(TEXTE SOURCE):
══════════
Masseduction
St. Vincent
Ce qui est bien avec Annie Clark, c’est que chacun de ses albums nous permet de lui broder une nouvelle déclaration d’amour. Nous avons beau être conscients du danger, admettre que cette femme-là est un piège-à-cœur, un prototype d’androïde implanté parmi la foule pour mener les terriens à leur perte mais la chose maîtrise tellement sa trajectoire que nous sommes une fois de plus contraints de nous incliner.
Annie place ses pions avec une précision chirurgicale. De ses visuels à sa ligne de guitares, de ses chorégraphies minimalistes aux particules qu’elle laisse filtrer en interview, elle progresse à son rythme en réservant ses effets de surprise. Après la prêtresse diaphane de son précédent St. Vincent, son nouveau personnage adopte une silhouette tout en vinyle et talons assassins. Poupée caméléon qui joue de la carotte et du bâton, Clark modèle sa musique à son image, à la fois accessible et ambigüe, féroce et sensible.
Etape supplémentaire dans sa conquête du monde, elle attaque cette fois la pop de front, ses ongles laqués plantés directement dans l’aorte. Couleurs acidulées côté vitrine, Jack Antonoff à la production de titres choisis (on lui doit l'incroyable Melodrama de Lorde sorti il y a quelques mois) et surtout, du tube. Des grosses mélodies qui se siphonnent goutte à goutte dans notre cerveau au point de les marmonner à la photocopieuse en fonction de notre humeur (« Sugarboy », « Los Ageless » ou l’impeccable single « New York »). Si les talents de compositrice de Clark ont déjà été éprouvés par le passé, ils atteignent ici un niveau d’efficacité qu’il nous restait à découvrir.
══════════
(ENTRÉES EXTRAITES):

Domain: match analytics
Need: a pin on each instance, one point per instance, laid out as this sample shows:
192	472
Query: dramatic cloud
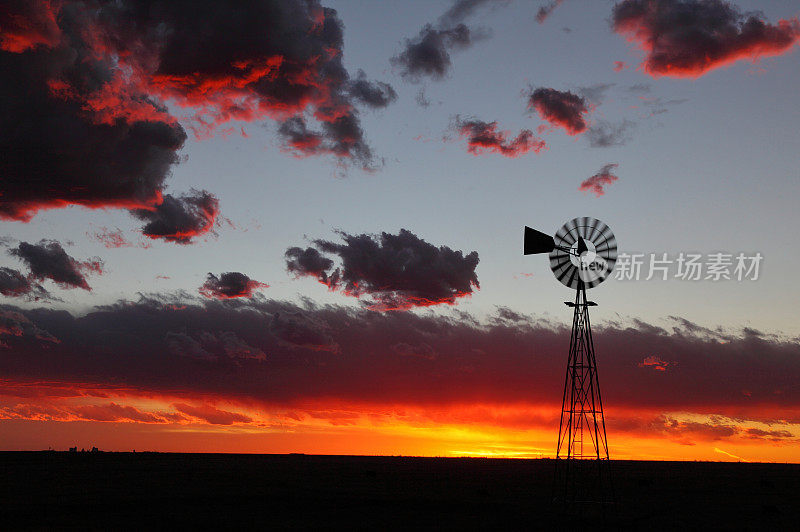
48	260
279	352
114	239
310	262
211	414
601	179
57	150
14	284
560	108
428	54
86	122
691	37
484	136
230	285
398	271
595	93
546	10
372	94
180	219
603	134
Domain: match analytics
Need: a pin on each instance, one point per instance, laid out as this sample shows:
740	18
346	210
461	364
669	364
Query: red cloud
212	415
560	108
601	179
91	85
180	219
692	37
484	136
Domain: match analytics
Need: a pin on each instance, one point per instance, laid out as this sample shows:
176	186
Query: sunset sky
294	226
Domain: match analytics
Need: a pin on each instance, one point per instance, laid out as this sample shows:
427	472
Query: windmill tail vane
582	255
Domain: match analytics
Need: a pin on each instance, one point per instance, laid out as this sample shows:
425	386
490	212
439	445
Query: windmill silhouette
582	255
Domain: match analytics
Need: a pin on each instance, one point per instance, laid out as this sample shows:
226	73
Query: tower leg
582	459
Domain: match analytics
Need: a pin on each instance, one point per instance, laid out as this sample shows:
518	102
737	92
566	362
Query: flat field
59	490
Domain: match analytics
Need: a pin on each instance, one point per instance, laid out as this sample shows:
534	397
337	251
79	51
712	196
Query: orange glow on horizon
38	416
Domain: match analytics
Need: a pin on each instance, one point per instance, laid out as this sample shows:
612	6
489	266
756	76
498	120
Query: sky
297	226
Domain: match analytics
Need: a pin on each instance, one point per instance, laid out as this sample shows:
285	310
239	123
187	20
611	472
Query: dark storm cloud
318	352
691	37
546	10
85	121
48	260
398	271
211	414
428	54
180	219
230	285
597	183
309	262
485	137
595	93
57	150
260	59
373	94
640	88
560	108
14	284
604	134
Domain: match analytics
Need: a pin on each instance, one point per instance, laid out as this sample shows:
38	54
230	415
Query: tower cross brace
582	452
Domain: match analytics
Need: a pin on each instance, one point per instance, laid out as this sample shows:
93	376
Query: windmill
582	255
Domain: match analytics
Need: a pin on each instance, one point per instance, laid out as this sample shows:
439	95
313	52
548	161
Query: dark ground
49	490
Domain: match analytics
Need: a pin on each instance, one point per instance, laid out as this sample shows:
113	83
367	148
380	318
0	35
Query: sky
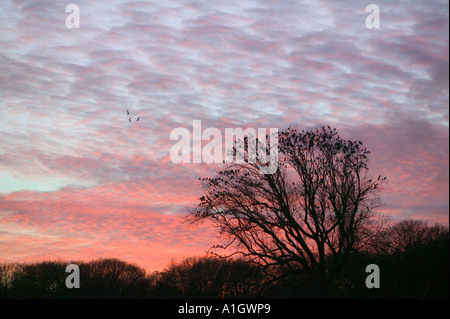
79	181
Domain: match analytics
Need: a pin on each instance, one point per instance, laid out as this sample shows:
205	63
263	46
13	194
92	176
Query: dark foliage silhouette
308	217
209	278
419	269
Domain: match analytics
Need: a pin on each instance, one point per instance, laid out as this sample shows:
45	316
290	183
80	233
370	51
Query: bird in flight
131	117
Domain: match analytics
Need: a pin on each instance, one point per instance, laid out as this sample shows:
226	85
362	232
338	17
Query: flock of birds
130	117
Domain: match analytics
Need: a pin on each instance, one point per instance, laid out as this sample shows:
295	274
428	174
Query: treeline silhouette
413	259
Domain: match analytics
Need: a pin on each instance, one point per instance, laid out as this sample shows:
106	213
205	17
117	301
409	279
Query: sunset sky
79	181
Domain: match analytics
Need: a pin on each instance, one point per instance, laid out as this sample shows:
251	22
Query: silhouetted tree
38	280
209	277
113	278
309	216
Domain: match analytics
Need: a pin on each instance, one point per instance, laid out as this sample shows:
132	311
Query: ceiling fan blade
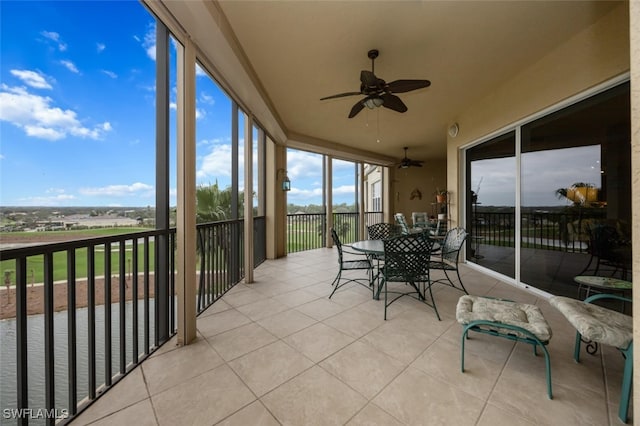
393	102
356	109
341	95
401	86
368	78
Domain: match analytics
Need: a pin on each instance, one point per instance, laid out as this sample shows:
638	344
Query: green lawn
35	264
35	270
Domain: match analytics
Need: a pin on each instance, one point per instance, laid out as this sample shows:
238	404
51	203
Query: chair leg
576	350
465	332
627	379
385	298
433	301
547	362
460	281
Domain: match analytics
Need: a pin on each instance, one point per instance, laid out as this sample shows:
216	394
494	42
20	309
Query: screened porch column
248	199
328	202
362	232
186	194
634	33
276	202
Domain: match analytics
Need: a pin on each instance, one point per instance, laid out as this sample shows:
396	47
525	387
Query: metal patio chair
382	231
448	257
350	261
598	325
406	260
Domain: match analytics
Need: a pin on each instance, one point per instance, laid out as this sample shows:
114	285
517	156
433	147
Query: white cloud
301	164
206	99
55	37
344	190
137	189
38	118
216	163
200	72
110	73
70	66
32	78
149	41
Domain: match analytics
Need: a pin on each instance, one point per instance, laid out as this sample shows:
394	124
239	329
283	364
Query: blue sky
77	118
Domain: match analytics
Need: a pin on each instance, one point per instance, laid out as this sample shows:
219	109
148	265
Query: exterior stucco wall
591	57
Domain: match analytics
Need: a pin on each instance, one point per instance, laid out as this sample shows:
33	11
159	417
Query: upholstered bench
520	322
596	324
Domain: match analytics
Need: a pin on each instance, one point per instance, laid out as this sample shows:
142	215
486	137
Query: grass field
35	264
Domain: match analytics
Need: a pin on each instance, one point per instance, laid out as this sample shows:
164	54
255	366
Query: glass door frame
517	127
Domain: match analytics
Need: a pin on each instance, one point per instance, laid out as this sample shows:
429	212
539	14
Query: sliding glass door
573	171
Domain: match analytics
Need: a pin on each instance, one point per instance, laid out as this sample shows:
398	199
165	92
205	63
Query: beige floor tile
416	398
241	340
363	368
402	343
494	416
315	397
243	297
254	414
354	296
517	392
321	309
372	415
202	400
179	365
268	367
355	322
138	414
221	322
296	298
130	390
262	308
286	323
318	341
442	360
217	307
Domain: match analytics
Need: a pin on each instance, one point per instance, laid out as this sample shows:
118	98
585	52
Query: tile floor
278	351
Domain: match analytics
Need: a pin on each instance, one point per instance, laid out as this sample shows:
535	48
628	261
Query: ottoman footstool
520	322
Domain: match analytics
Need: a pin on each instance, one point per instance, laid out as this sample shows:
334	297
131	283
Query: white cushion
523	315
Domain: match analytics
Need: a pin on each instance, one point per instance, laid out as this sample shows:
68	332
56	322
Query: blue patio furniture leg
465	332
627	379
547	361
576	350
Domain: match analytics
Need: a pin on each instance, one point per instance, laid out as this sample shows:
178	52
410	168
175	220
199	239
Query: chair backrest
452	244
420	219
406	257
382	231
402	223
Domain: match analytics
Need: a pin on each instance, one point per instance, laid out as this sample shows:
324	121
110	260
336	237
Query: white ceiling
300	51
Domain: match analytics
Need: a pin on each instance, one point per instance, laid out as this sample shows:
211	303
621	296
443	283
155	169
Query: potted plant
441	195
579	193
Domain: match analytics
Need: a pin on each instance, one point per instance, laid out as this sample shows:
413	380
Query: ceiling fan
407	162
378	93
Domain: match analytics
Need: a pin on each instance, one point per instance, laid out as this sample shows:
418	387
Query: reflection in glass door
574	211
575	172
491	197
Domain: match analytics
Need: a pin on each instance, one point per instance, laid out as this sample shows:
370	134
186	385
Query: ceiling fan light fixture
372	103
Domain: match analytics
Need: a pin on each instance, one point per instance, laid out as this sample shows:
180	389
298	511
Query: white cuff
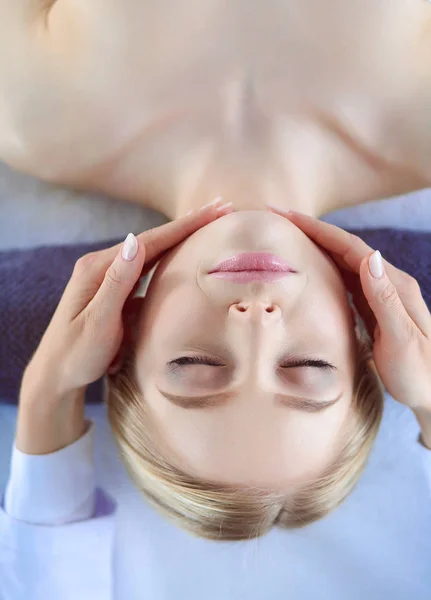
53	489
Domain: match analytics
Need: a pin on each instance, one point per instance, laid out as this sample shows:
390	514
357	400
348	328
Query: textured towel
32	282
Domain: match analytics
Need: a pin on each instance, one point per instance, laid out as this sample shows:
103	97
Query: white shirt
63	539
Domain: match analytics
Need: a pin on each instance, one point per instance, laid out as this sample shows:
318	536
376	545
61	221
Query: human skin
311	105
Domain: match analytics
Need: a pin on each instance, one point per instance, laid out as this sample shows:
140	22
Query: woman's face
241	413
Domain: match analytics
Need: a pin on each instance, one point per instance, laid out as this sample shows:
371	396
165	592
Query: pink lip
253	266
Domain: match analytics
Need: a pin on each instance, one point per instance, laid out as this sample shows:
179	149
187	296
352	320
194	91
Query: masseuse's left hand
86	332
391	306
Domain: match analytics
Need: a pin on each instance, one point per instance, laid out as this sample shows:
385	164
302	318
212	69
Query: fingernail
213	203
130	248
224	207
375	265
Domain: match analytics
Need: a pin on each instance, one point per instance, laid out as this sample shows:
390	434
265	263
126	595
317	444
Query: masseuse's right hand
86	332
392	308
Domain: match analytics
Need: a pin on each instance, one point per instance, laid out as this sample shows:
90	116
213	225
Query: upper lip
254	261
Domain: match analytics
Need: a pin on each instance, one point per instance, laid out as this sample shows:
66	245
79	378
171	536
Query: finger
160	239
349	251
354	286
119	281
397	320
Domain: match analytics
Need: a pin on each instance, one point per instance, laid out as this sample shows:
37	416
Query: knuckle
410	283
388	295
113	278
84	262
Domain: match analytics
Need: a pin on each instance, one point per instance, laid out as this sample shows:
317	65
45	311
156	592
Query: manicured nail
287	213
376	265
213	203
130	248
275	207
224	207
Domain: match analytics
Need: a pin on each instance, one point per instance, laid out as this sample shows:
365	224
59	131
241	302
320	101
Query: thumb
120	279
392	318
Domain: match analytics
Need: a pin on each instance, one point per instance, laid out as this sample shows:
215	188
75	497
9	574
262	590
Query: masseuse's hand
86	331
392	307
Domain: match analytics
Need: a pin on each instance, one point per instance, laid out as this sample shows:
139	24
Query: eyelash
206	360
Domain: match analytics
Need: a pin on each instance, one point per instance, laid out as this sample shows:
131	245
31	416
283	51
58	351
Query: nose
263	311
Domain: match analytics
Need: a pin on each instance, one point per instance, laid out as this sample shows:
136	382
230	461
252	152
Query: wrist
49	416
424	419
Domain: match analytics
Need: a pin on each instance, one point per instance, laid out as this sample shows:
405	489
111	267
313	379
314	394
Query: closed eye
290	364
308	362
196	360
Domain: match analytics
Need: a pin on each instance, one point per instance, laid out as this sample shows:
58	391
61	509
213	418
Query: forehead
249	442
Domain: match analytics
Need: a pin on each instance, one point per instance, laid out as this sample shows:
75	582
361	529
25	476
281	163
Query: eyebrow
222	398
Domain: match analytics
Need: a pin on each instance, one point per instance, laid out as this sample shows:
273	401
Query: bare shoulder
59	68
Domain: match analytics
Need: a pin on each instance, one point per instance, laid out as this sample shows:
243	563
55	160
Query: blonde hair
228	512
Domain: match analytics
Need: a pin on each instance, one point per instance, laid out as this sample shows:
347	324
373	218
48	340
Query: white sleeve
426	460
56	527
══════════
(CONSIGNE A):
Pour chacune des affirmations suivantes, dites si elle concorde avec la critique de l'album et citez les mots qui tranchent. (i) Jack Antonoff a produit l'ensemble des titres de l'album. (ii) Le précédent album d'Annie Clark s'intitule St. Vincent. (iii) Melodrama de Lorde est sorti plusieurs années avant cet album.
(CONSIGNE B):
Relevez, s'il vous plaît, tous les titres de morceaux placés entre guillemets dans la critique de l'album.
(CONSIGNE C):
Répondez d'après la critique de l'album :
(i) Quel album de Lorde la critique attribue-t-elle à Jack Antonoff ?
(ii) Quelle silhouette adopte le nouveau personnage d'Annie Clark ?
(iii) Avec quelle précision Annie place-t-elle ses pions ?

(RÉSULTAT A):
(i) Non : « Jack Antonoff à la production de titres choisis ».
(ii) Oui : « Après la prêtresse diaphane de son précédent St. Vincent ».
(iii) Non : « sorti il y a quelques mois ».

(RÉSULTAT B):
« Sugarboy », « Los Ageless », « New York »

(RÉSULTAT C):
(i) Melodrama.
(ii) Une silhouette tout en vinyle et talons assassins.
(iii) Avec une précision chirurgicale.